▶ [Challenge]
Render every line of the listing below as a Markdown table with two columns: Index, giving the row number, and Text, holding the line itself. Omit blank lines.

▶ [Supplied entries]
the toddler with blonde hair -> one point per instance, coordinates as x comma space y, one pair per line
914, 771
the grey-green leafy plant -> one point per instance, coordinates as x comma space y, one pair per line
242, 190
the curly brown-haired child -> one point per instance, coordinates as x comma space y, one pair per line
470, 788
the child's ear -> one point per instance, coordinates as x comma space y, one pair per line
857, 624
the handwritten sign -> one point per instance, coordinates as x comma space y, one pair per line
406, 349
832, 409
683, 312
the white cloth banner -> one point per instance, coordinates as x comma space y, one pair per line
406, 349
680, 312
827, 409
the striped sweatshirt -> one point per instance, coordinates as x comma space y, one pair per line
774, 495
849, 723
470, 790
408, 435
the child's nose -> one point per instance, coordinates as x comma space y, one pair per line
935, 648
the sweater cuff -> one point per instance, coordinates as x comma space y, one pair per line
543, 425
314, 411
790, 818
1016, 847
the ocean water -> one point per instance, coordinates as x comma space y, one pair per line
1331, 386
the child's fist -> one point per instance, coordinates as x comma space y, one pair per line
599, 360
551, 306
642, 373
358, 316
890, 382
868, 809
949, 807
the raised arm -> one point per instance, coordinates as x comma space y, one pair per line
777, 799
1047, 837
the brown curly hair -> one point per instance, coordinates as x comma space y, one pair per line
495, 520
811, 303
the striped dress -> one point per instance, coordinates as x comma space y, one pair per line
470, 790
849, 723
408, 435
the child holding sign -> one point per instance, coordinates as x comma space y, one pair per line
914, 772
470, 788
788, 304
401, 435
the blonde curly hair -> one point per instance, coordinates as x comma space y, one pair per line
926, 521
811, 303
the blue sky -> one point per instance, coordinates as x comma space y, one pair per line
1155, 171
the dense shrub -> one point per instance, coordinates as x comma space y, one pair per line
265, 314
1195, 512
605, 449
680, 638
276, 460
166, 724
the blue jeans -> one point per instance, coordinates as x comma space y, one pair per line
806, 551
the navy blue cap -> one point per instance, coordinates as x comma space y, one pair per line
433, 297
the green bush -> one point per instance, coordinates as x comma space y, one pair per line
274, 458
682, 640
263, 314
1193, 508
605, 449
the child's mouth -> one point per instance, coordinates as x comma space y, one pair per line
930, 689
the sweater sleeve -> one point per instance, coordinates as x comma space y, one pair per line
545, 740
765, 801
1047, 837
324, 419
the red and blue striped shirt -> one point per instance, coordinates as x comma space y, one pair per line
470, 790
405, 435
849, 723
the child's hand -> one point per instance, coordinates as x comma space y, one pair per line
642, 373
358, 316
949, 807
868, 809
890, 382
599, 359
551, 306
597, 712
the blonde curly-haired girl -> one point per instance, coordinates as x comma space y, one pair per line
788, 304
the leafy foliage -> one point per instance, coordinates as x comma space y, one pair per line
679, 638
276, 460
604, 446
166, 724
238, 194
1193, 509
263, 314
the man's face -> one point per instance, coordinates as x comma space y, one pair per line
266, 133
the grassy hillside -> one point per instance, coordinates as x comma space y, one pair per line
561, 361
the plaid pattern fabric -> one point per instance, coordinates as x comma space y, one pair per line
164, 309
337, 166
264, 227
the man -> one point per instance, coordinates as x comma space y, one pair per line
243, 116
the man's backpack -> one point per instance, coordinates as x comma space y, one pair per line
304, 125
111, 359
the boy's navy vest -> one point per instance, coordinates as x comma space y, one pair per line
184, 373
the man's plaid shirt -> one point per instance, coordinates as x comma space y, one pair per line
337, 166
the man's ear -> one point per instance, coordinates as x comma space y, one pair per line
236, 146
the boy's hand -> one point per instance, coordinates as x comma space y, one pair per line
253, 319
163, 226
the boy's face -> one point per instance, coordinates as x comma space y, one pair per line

▶ [Problem solution]
| Index | Text |
|---|---|
| 1 | the toddler with blonde hair -> one point per instance, coordinates as x comma space y, one pair per line |
| 2 | 914, 771 |
| 3 | the grey-green leafy plant -> one point per instance, coordinates as x comma space y, one pair per line |
| 4 | 242, 190 |
| 5 | the curly brown-haired child -> one point per instance, coordinates as x comma space y, one pair per line |
| 6 | 470, 788 |
| 7 | the child's ear -> one point per instance, coordinates as x comma space y, one pair per line |
| 8 | 857, 624 |
| 9 | the handwritten sign -> one point per instance, coordinates as x comma space y, one pair per line |
| 10 | 406, 349 |
| 11 | 832, 409 |
| 12 | 683, 312 |
| 13 | the white cloth banner -> one point per instance, coordinates as x comma space y, one pair per line |
| 14 | 406, 349 |
| 15 | 680, 312 |
| 16 | 827, 409 |
| 17 | the striped sweatshirt -> one point per instance, coordinates as x comma space y, one pair per line |
| 18 | 774, 495 |
| 19 | 849, 723 |
| 20 | 470, 790 |
| 21 | 408, 435 |
| 22 | the child's nose -> one point per instance, coordinates as x comma space y, one pair per line |
| 23 | 935, 648 |
| 24 | the sweater cuff -> one point per instance, coordinates as x comma space y, one pair per line |
| 25 | 543, 425 |
| 26 | 314, 411 |
| 27 | 790, 818 |
| 28 | 1016, 847 |
| 29 | the ocean water -> one point per instance, coordinates as x comma space y, one pair per line |
| 30 | 1331, 386 |
| 31 | the child's fist -> one point per instance, coordinates as x comma space y, one pair per line |
| 32 | 599, 360 |
| 33 | 551, 306 |
| 34 | 642, 373 |
| 35 | 358, 316 |
| 36 | 890, 382 |
| 37 | 868, 809 |
| 38 | 949, 807 |
| 39 | the raised arm -> one point per instance, coordinates as x comma space y, one pair per line |
| 40 | 777, 799 |
| 41 | 1047, 837 |
| 42 | the brown curly hair -> one point per instance, coordinates as x comma space y, one pair per line |
| 43 | 495, 520 |
| 44 | 811, 303 |
| 45 | the striped dress -> one point per instance, coordinates as x comma space y, one pair per line |
| 46 | 470, 790 |
| 47 | 849, 723 |
| 48 | 408, 435 |
| 49 | the child holding sign -> one point per instance, coordinates as x comma space y, one pair per line |
| 50 | 914, 772 |
| 51 | 470, 788 |
| 52 | 788, 304 |
| 53 | 401, 435 |
| 54 | the blonde curly hair -> one point per instance, coordinates as x comma space y, one pair per line |
| 55 | 926, 521 |
| 56 | 811, 303 |
| 57 | the blue sky -> one point per instance, coordinates as x comma space y, one pair per line |
| 58 | 1155, 171 |
| 59 | the dense shrub -> one point per instance, coordinates as x comma space y, one pair per line |
| 60 | 265, 314 |
| 61 | 1195, 512 |
| 62 | 605, 449 |
| 63 | 680, 638 |
| 64 | 276, 460 |
| 65 | 166, 724 |
| 66 | the blue jeans -> one point per instance, coordinates as x comma space y, one pair per line |
| 67 | 806, 551 |
| 68 | the navy blue cap -> one point per instance, coordinates as x comma space y, one pair per line |
| 69 | 433, 297 |
| 70 | the green bush -> one point per instance, coordinates as x comma space y, one pair per line |
| 71 | 274, 458 |
| 72 | 682, 640 |
| 73 | 263, 314 |
| 74 | 1193, 508 |
| 75 | 605, 449 |
| 76 | the child's mouth -> one point per instance, coordinates as x comma space y, one pair per line |
| 77 | 930, 689 |
| 78 | the sweater sleeve -> one point per instance, coordinates as x comma space y, one pair per line |
| 79 | 545, 740 |
| 80 | 765, 801 |
| 81 | 1047, 837 |
| 82 | 324, 419 |
| 83 | the red and blue striped shirt -> one point per instance, coordinates as x comma space y, one pair per line |
| 84 | 470, 790 |
| 85 | 405, 435 |
| 86 | 849, 723 |
| 87 | the child's hand -> one point per instance, coordinates as x comma space y, one pair per line |
| 88 | 642, 373 |
| 89 | 358, 316 |
| 90 | 949, 807 |
| 91 | 868, 809 |
| 92 | 890, 382 |
| 93 | 599, 359 |
| 94 | 551, 306 |
| 95 | 597, 712 |
| 96 | the blonde curly-haired girl -> one point per instance, coordinates as x comma space y, one pair per line |
| 97 | 788, 304 |
| 98 | the leafy foliage -> one point per instance, coordinates as x comma space y, one pair per line |
| 99 | 679, 638 |
| 100 | 276, 460 |
| 101 | 604, 446 |
| 102 | 166, 724 |
| 103 | 238, 194 |
| 104 | 1193, 509 |
| 105 | 263, 314 |
| 106 | the man's face -> one point per instance, coordinates as x comma space y, one pair per line |
| 107 | 266, 133 |
| 108 | the grassy hillside -> one point per instance, coordinates as x comma space y, one pair per line |
| 109 | 561, 361 |
| 110 | the plaid pattern fabric -> one point per instance, coordinates as x comma space y, one pair per line |
| 111 | 164, 309 |
| 112 | 337, 166 |
| 113 | 264, 227 |
| 114 | the man -> one point per instance, coordinates as x comma space y, one pair per line |
| 115 | 243, 116 |
| 116 | the man's backpack -> one point per instance, coordinates as x comma space y, one pair per line |
| 117 | 304, 125 |
| 118 | 111, 359 |
| 119 | the boy's navy vest -> one point per instance, coordinates as x comma space y, one pair per line |
| 120 | 184, 373 |
| 121 | the man's plaid shirt -> one point per instance, coordinates as x comma space y, one pair per line |
| 122 | 337, 166 |
| 123 | the man's ear -> one point per instance, coordinates as x comma space y, one pair per line |
| 124 | 236, 146 |
| 125 | the boy's hand -> one point per instance, coordinates as x comma space y, one pair per line |
| 126 | 253, 319 |
| 127 | 163, 226 |
| 128 | the boy's face -> one point per instance, coordinates as x comma space y, one pair per line |